-- Quoted passage --
────

Here's a quick primer on the culture of the blogging community: If you're not already aware of it, let me introduce you to the concept of blog karma. Read this post to start, then, here are seven simple things you must do as a new blogger to get good blog karma:
  1. Read other people's blogs. This sounds so freakin' obvious, but I have a hunch that at least one new association blogger is not really reading other association blogs.
  2. Comment on other people's blogs. Need an ulterior motive? This is quite possibly the best way to drive traffic to your blog.
  3. Subscribe to a comprehensive Google Alert for your blog's URL (enter your Search Terms syntax like this: link: This way you'll know if someone links to you. When you get the alert, acknowledge the link via a comment to the referring blog. Double karma points for posting a link back to the referring blog in the body of a new post.
  4. Link out to other blogs. Write about what other people are writing about. Engage in the conversation. The currency of the blogosphere is the hyperlink, so spread the wealth! Links are easy to give, but harder to get. Also, unless you're an A-List blogger, reading a blog that only references the author's own ideas, concepts or opinions is about as interesting as the person who can't stop talking about themselves.

────

(Stored items)
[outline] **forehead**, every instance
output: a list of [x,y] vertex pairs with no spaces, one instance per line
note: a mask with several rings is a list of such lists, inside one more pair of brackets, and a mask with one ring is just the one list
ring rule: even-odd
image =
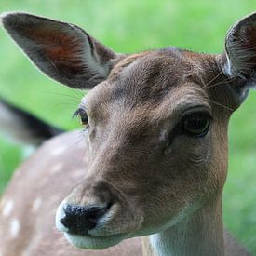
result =
[[159,104],[165,99],[202,95],[194,74],[196,63],[185,51],[176,48],[143,52],[121,60],[108,79],[84,99],[89,109],[109,103],[119,107]]

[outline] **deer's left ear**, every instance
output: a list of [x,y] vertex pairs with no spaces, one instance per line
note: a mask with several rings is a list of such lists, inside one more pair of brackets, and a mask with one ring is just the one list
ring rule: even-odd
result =
[[242,102],[256,88],[256,12],[230,28],[225,39],[222,69]]

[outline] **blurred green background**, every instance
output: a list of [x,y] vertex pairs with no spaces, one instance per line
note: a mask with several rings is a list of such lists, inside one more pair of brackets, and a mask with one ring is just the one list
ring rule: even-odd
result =
[[[175,46],[222,51],[225,33],[256,10],[255,0],[1,0],[0,12],[22,10],[76,23],[117,52]],[[80,94],[39,73],[0,30],[0,95],[71,129]],[[233,115],[224,191],[225,225],[256,255],[256,92]],[[22,147],[0,137],[0,194],[22,161]]]

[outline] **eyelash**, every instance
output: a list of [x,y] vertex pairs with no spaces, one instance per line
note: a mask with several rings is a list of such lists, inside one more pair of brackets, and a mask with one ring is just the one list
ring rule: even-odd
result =
[[85,128],[88,128],[88,118],[86,111],[82,108],[78,108],[74,114],[73,115],[73,118],[79,116],[82,126],[84,126]]

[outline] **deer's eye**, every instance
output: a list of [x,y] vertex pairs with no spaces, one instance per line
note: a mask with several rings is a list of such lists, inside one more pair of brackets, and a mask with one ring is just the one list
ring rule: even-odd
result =
[[87,112],[84,109],[79,108],[75,111],[73,116],[75,117],[77,115],[80,118],[82,126],[84,126],[85,128],[88,128],[88,116]]
[[211,116],[207,113],[189,114],[182,121],[183,132],[188,136],[203,137],[209,131],[210,121]]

────

-- Prompt 1 --
List the opening sentence of each numbered tip in the blog karma post.
-- Prompt 2 --
Write the next part of the blog karma post, picking up after its last sentence.

-- Response 1 --
1. Read other people's blogs.
2. Comment on other people's blogs.
3. Subscribe to a comprehensive Google Alert for your blog's URL.
4. Link out to other blogs.

-- Response 2 --
  5. Maintain a blogroll with links to blogs you read. Bloglines builds a dynamic blogroll of the blogs to which you're currently subscribed, that you can paste into your sidebar via a little javascript code. There's a certain new association blogger who has a quote-unquote blogroll that simply links to two of their other web sites. This is worse than not maintaining a blogroll in my opinion.
  6. Blog using your real name, or make it easy to find out your real name if you want to blog under a cutesy pseudonym.
  7. Publish a full RSS feed. You will be tempted to publish a partial feed in order to increase page views. Don't do it. I covered this a little over a year ago.

Max Hansen's e-book on blogging, Unfashionably Late, is a more exhaustive treatment of this subject. I encourage new bloggers to read it.

There must be other things that will help you assimilate into the blogging culture. I invite comments from established and new bloggers alike on other tactics that helped them get plugged in. Or, to get all meta on you, link to this post on your own blog with your thoughts.



Anonymous said...

Hey Ben! Guilty as charged. I know we chatted on the phone the day after you made your post, but I never formally thanked you for mentioning my new blog. Great thing we have rule #7 (to forgive mistakes) in blog Karma :)

BTW - Keep up the great work.

Anonymous said...

...and I almost forgot - Thanks.

Dave S. said...


You rock! I couldn't agree with you more! My greatest frustration is the fact that as association bloggers, we should be working together to not only help our individual voices be heard but also increase the volume of our collective voice...the voice of the association world, as opposed to simply doing our own thing.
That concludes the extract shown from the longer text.